● **Supplied information**
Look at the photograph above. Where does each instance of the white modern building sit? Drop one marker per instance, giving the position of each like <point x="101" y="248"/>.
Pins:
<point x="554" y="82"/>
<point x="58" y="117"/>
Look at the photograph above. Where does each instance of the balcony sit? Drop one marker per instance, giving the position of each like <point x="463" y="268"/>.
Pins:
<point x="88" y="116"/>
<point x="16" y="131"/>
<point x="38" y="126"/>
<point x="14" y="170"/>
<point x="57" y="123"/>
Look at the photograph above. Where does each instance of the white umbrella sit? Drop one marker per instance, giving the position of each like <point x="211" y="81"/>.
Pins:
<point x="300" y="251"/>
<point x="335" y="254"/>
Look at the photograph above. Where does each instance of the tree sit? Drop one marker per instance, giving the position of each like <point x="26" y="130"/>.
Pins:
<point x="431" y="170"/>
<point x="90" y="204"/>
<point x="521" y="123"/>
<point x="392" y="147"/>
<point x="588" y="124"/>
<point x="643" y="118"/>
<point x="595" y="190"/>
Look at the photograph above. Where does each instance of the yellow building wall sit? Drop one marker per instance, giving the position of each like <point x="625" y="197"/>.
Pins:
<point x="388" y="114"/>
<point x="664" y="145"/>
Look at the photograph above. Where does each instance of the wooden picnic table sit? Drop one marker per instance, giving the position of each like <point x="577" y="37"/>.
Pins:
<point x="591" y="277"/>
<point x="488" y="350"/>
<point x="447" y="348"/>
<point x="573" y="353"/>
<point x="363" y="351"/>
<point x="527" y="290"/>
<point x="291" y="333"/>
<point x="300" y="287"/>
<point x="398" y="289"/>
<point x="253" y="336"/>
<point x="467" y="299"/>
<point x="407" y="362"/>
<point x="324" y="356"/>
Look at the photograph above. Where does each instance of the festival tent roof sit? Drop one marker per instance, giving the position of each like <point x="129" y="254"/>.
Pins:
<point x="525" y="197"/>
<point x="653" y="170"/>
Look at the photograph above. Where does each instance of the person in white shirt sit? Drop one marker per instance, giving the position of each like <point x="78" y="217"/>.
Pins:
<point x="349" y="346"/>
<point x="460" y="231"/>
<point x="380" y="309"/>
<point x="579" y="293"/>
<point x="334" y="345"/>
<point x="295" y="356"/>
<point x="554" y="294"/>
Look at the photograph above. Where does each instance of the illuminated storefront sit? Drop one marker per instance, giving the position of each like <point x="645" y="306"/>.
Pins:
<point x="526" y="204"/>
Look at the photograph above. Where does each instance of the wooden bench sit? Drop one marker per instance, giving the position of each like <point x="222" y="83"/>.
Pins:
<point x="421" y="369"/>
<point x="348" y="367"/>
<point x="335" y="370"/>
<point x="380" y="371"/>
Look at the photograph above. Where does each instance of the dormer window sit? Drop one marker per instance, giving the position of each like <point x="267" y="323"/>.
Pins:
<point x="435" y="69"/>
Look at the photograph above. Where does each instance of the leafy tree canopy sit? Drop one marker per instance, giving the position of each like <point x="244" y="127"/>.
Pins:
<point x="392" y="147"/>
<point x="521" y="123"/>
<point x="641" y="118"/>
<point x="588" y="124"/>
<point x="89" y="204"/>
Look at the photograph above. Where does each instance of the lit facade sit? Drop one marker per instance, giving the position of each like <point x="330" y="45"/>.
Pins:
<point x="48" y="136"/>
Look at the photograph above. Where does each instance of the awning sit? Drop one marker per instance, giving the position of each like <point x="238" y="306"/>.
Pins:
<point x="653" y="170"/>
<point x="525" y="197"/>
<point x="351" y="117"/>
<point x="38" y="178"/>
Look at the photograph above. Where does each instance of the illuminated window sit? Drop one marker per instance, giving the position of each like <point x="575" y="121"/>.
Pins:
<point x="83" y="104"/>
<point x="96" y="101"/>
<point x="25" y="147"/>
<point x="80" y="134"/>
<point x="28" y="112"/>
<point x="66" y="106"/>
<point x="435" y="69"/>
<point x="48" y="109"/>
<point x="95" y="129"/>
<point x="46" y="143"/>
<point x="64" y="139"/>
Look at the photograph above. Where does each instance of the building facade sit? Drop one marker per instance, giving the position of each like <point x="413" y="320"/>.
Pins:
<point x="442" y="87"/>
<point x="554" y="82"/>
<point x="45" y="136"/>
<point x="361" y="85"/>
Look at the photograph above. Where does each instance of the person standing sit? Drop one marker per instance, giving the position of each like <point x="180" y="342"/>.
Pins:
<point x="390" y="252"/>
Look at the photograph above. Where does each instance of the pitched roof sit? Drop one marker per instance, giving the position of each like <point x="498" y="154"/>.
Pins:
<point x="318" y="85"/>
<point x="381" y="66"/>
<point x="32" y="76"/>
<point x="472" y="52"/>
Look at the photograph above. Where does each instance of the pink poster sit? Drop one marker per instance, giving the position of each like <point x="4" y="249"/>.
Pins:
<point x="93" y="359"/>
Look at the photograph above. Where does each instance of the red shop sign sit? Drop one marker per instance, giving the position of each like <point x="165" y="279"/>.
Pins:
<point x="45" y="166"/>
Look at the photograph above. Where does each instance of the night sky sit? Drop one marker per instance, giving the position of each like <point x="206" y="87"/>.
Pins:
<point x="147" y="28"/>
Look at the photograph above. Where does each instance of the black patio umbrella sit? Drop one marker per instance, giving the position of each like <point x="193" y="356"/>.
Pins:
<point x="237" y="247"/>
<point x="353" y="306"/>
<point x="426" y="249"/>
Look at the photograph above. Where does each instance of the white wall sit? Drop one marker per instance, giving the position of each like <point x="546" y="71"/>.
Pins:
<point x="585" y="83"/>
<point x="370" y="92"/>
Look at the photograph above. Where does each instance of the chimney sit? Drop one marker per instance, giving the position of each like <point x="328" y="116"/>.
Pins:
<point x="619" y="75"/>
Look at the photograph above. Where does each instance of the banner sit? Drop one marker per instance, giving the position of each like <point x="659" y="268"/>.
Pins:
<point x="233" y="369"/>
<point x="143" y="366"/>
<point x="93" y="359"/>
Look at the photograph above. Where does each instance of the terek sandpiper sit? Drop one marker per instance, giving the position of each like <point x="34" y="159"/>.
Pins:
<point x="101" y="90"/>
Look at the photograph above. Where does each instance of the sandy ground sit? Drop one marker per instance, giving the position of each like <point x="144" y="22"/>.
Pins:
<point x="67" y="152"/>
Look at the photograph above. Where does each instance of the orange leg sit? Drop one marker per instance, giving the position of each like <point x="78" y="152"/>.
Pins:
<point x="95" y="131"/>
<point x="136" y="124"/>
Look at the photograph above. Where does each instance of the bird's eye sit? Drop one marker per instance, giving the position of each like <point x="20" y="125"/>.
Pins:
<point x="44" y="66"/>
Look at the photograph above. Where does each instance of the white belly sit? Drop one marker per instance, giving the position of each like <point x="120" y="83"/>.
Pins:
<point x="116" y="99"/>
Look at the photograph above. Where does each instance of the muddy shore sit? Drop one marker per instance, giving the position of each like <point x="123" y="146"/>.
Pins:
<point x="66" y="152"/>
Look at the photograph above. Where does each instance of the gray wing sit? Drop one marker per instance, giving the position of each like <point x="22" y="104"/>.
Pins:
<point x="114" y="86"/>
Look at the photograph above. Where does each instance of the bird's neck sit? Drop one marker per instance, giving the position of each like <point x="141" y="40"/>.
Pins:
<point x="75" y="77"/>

● **Set exercise**
Rewrite every line of the items above as a JSON list of strings, one string per line, leaving out blank lines.

● **Solution to this task**
[
  "Look at the photograph above. Where does each instance of the white modern building sit? Drop one marker per instance, giving the position of each like <point x=\"101\" y=\"248\"/>.",
  "Pins:",
  "<point x=\"554\" y=\"82\"/>",
  "<point x=\"58\" y=\"117\"/>",
  "Look at the photograph above. Where does each instance of the balcony sit? Drop one marker per instance, giving the position of each like <point x=\"463\" y=\"268\"/>.",
  "Pins:",
  "<point x=\"88\" y=\"116\"/>",
  "<point x=\"16\" y=\"131\"/>",
  "<point x=\"38\" y=\"126\"/>",
  "<point x=\"14\" y=\"170\"/>",
  "<point x=\"57\" y=\"123\"/>",
  "Look at the photograph above. Where does each instance of the white umbrella sit? Drop one marker per instance, giving the position of each like <point x=\"211\" y=\"81\"/>.",
  "Pins:",
  "<point x=\"300\" y=\"251\"/>",
  "<point x=\"335\" y=\"254\"/>",
  "Look at the photograph above. Where does each instance of the tree sit? Drop one marker per instance, giving the position of each like <point x=\"26\" y=\"130\"/>.",
  "Pins:",
  "<point x=\"431\" y=\"170\"/>",
  "<point x=\"90\" y=\"204\"/>",
  "<point x=\"521\" y=\"123\"/>",
  "<point x=\"392\" y=\"147\"/>",
  "<point x=\"588\" y=\"124\"/>",
  "<point x=\"643\" y=\"118\"/>",
  "<point x=\"595\" y=\"190\"/>",
  "Look at the photograph above. Where does each instance of the yellow building wall sit? Drop one marker per instance, giving the position of each like <point x=\"625\" y=\"197\"/>.",
  "Pins:",
  "<point x=\"388\" y=\"114\"/>",
  "<point x=\"664\" y=\"145\"/>",
  "Look at the photograph above. Where does each instance of the wooden picnic table sit? Drop one marker per instance, giving the position of each like <point x=\"577\" y=\"37\"/>.",
  "Pins:",
  "<point x=\"591\" y=\"277\"/>",
  "<point x=\"488\" y=\"350\"/>",
  "<point x=\"447\" y=\"348\"/>",
  "<point x=\"573\" y=\"353\"/>",
  "<point x=\"363\" y=\"351\"/>",
  "<point x=\"527\" y=\"290\"/>",
  "<point x=\"291\" y=\"333\"/>",
  "<point x=\"300\" y=\"287\"/>",
  "<point x=\"398\" y=\"289\"/>",
  "<point x=\"253\" y=\"336\"/>",
  "<point x=\"467\" y=\"299\"/>",
  "<point x=\"407\" y=\"362\"/>",
  "<point x=\"324\" y=\"356\"/>",
  "Look at the photograph above. Where does each instance of the festival tent roof sit? Drop one marker per instance, giving the position of each like <point x=\"129\" y=\"254\"/>.",
  "Pins:",
  "<point x=\"525\" y=\"197\"/>",
  "<point x=\"653\" y=\"170\"/>",
  "Look at the photograph above. Where does each instance of the person in white shirt sit? Drop one marker per instance, giving the position of each like <point x=\"78\" y=\"217\"/>.",
  "Pins:",
  "<point x=\"349\" y=\"346\"/>",
  "<point x=\"460\" y=\"231\"/>",
  "<point x=\"380\" y=\"309\"/>",
  "<point x=\"579\" y=\"293\"/>",
  "<point x=\"334\" y=\"345\"/>",
  "<point x=\"295\" y=\"356\"/>",
  "<point x=\"554\" y=\"294\"/>",
  "Look at the photograph above. Where does each instance of the illuminated storefront sit? Drop one marker per instance, giving the position of each like <point x=\"645\" y=\"306\"/>.",
  "Pins:",
  "<point x=\"526\" y=\"204\"/>",
  "Look at the photograph above. Where does each instance of the wooden bench sit? Drop one marker per instance, giving the position of each like <point x=\"222\" y=\"83\"/>.",
  "Pins:",
  "<point x=\"421\" y=\"369\"/>",
  "<point x=\"348\" y=\"367\"/>",
  "<point x=\"335\" y=\"370\"/>",
  "<point x=\"380\" y=\"371\"/>",
  "Look at the photograph above. Where does each instance of the dormer window sit? Drop one marker per instance, giving the position of each like <point x=\"267\" y=\"323\"/>.",
  "Pins:",
  "<point x=\"435\" y=\"69\"/>",
  "Look at the photograph above. Where does each instance of the leafy tree canopy sit? Drop one marker per instance, giving the position of each like <point x=\"244\" y=\"127\"/>.",
  "Pins:",
  "<point x=\"392\" y=\"147\"/>",
  "<point x=\"521\" y=\"123\"/>",
  "<point x=\"641\" y=\"118\"/>",
  "<point x=\"588\" y=\"124\"/>",
  "<point x=\"89\" y=\"204\"/>",
  "Look at the photograph above. Where does each instance of the lit facade sit? Drop one marker per instance, giving the position of each like <point x=\"330\" y=\"45\"/>.",
  "Pins:",
  "<point x=\"48\" y=\"136\"/>",
  "Look at the photograph above. Where does each instance of the awning sit? Drop one marker per instance, giving the position of each like <point x=\"238\" y=\"306\"/>.",
  "Pins:",
  "<point x=\"653\" y=\"170\"/>",
  "<point x=\"525\" y=\"197\"/>",
  "<point x=\"351\" y=\"117\"/>",
  "<point x=\"38\" y=\"178\"/>",
  "Look at the photograph above. Where does each instance of the illuminated window sit? Drop one marker per instance, giving the position of each like <point x=\"575\" y=\"121\"/>.",
  "Pins:",
  "<point x=\"83\" y=\"104\"/>",
  "<point x=\"96\" y=\"101\"/>",
  "<point x=\"25\" y=\"147\"/>",
  "<point x=\"80\" y=\"134\"/>",
  "<point x=\"28\" y=\"112\"/>",
  "<point x=\"66\" y=\"106\"/>",
  "<point x=\"435\" y=\"69\"/>",
  "<point x=\"48\" y=\"109\"/>",
  "<point x=\"95\" y=\"129\"/>",
  "<point x=\"46\" y=\"143\"/>",
  "<point x=\"64\" y=\"139\"/>",
  "Look at the photograph above. Where does each instance of the building facade sit? Drop one marker per instance, giving the position of each like <point x=\"413\" y=\"320\"/>.",
  "Pins:",
  "<point x=\"442\" y=\"87\"/>",
  "<point x=\"554\" y=\"82\"/>",
  "<point x=\"45\" y=\"136\"/>",
  "<point x=\"361\" y=\"85\"/>",
  "Look at the photograph above. Where does each instance of the person standing sit? Drop one marker per instance, giving the position of each like <point x=\"180\" y=\"342\"/>.",
  "Pins:",
  "<point x=\"390\" y=\"252\"/>",
  "Look at the photograph above. Where does each instance of the pitched roof sit? Drop one marker per instance, giving the position of each like <point x=\"498\" y=\"154\"/>.",
  "Pins:",
  "<point x=\"318\" y=\"85\"/>",
  "<point x=\"381\" y=\"66\"/>",
  "<point x=\"32\" y=\"76\"/>",
  "<point x=\"472\" y=\"52\"/>",
  "Look at the photograph above. Where does each instance of the pink poster sit? Drop one marker per instance, giving the position of each like <point x=\"4\" y=\"249\"/>.",
  "Pins:",
  "<point x=\"93\" y=\"359\"/>",
  "Look at the photograph above. Where does each instance of the red shop sign sit? Drop one marker per instance, giving the position of each like <point x=\"165\" y=\"279\"/>.",
  "Pins:",
  "<point x=\"45\" y=\"166\"/>",
  "Look at the photograph above. Where does each instance of the night sky sit? Drop one marker per instance, giving the position of each like <point x=\"206\" y=\"87\"/>.",
  "Pins:",
  "<point x=\"147\" y=\"28\"/>",
  "Look at the photograph above. Where does each instance of the black patio umbrella sit? Drop one marker per instance, giving the position of each like <point x=\"193\" y=\"356\"/>.",
  "Pins:",
  "<point x=\"237\" y=\"247\"/>",
  "<point x=\"353\" y=\"306\"/>",
  "<point x=\"426\" y=\"249\"/>",
  "Look at the photograph above. Where does each instance of the white wall sit? Drop one marker per instance, giving the position of each like <point x=\"546\" y=\"71\"/>.",
  "Pins:",
  "<point x=\"585\" y=\"83\"/>",
  "<point x=\"370\" y=\"92\"/>",
  "Look at the photograph above. Where does each instance of the chimney sit? Drop one marker per instance, giving the position of each like <point x=\"328\" y=\"116\"/>.",
  "Pins:",
  "<point x=\"619\" y=\"75\"/>",
  "Look at the photograph above. Where does each instance of the banner sit? Drop one marker per instance, giving the position of each like <point x=\"659\" y=\"268\"/>.",
  "Pins:",
  "<point x=\"233\" y=\"369\"/>",
  "<point x=\"143\" y=\"366\"/>",
  "<point x=\"93\" y=\"359\"/>",
  "Look at the photograph above. Where does each instance of the terek sandpiper sit? Drop one marker per instance, giving the position of each like <point x=\"34\" y=\"159\"/>.",
  "Pins:",
  "<point x=\"101\" y=\"90\"/>",
  "Look at the photograph above. Where does each instance of the sandy ground sit? Drop one marker per instance, giving the position of each like <point x=\"144\" y=\"22\"/>.",
  "Pins:",
  "<point x=\"67\" y=\"152\"/>",
  "Look at the photograph above. Where does each instance of the orange leg sit? Drop one marker per instance, giving the position of each like <point x=\"78\" y=\"152\"/>.",
  "Pins:",
  "<point x=\"95\" y=\"131\"/>",
  "<point x=\"136\" y=\"124\"/>",
  "Look at the photograph above. Where does each instance of the bird's eye sit? Drop one marker per instance, giving the position of each like <point x=\"20\" y=\"125\"/>.",
  "Pins:",
  "<point x=\"44\" y=\"66\"/>",
  "Look at the photograph above. Where does each instance of the white belly sit? Drop one marker per instance, giving the position of each like <point x=\"120\" y=\"83\"/>.",
  "Pins:",
  "<point x=\"116\" y=\"99\"/>",
  "Look at the photograph above. Where does each instance of the muddy shore sit? Drop one marker per instance, giving the position of each like <point x=\"123\" y=\"146\"/>.",
  "Pins:",
  "<point x=\"66\" y=\"152\"/>",
  "Look at the photograph above. Where does each instance of the gray wing sit? Drop one marker per instance, giving the position of each like <point x=\"22\" y=\"104\"/>.",
  "Pins:",
  "<point x=\"114\" y=\"86\"/>",
  "Look at the photograph above. Where does each instance of the bird's neck sit? Drop one marker per instance, giving the position of each like <point x=\"141\" y=\"40\"/>.",
  "Pins:",
  "<point x=\"75\" y=\"77\"/>"
]